> **Exercise requirements**: Render this sentence from the text on COVID lockdowns in Spanish: "Sure, some businesses are closed or limited in operation, but has that stopped the spread?"

I'm not disagreeing or agreeing with you on whether it is sound policy; I am disagreeing with your assessment of how effective the "lockdowns" are in California. Sure, some businesses are closed or limited in operation, but has that stopped the spread? The data seems to suggest it has not. Whether that's correlated remains to be seen; and whether people are following mandates is something that seems sporadic. Again, anecdotally, I know my brother hasn't visited my nearby parents since March due to fear of giving them the virus as high risk candidates (older, a little overweight, former heavy smokers). On the other hand, my cousins, including one cousin-in-law who works in the COVID ward of her hospital in NY, spent Christmas with their family including their elderly and frail grandmother and you can be damn sure they didn't wear masks. Again: they are following the NY lockdowns in the sense they aren't going out to bars, but did they just possibly infect several people?
As far as the lockdowns being sound policy, I don't know. I know I've fought the base on the ones here through a variety of measures: town hall questions, FOIAs, and congressional letters. In my opinion, our base hasn't based most of its myriad of ever changing lockdowns on anything other than an anecdotal "oh it must have been from that!" or as punitive measures for people breaking the lockdown. For a significant period of time, we were specifically not allowed to dine in restaurants, but were allowed to go to public baths and onsens (think hot tubs full of naked people in close contact with each other in a very hot and humid sauna like room). Also, because of how geographically spread out the base population is, I think our lockdowns affect a good portion of the population much worse than others. We're still allowed to dine in on base because the base claims they can control COVID mitigations, but other than a hand sanitizer station and every other seat blocked off, there's none of the other measures that the Japanese restaurants all do: heavy cleaning before and after a guest arrives, plexiglass between guests, and, in many cases, automated food service.

> **Listed records**:

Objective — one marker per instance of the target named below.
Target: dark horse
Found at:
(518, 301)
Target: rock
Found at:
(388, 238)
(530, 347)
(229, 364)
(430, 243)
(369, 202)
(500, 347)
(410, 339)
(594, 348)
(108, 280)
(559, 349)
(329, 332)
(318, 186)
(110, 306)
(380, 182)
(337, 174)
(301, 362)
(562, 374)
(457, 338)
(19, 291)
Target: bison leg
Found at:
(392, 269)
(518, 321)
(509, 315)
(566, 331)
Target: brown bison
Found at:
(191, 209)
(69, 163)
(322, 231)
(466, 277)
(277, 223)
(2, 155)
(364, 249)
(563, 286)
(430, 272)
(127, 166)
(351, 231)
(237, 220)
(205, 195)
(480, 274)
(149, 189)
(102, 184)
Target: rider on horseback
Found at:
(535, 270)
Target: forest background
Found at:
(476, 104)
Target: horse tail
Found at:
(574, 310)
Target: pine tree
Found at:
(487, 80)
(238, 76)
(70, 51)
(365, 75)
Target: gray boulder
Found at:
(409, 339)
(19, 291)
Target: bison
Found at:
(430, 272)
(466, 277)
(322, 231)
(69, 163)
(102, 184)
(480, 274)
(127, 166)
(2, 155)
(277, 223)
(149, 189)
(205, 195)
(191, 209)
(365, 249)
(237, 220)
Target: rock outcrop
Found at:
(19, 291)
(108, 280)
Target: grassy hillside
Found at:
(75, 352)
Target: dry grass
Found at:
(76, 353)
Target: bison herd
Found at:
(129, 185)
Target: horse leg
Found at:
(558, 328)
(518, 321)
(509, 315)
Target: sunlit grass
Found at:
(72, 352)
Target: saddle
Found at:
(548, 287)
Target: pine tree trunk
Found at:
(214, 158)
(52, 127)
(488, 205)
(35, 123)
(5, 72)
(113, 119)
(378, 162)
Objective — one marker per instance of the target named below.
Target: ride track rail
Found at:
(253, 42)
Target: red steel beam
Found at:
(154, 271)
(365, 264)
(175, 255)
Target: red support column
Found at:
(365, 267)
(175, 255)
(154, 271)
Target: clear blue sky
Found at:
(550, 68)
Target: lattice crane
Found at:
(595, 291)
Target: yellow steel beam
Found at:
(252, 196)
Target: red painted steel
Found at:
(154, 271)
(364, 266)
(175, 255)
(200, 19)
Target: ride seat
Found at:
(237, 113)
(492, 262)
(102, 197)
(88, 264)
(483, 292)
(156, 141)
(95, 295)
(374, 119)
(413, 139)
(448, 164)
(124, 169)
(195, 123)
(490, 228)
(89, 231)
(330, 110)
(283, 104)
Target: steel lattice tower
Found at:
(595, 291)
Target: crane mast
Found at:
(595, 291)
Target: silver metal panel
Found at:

> **Task response**: Claro, algunos negocios están cerrados o funcionan de forma limitada, pero ¿ha detenido eso la propagación?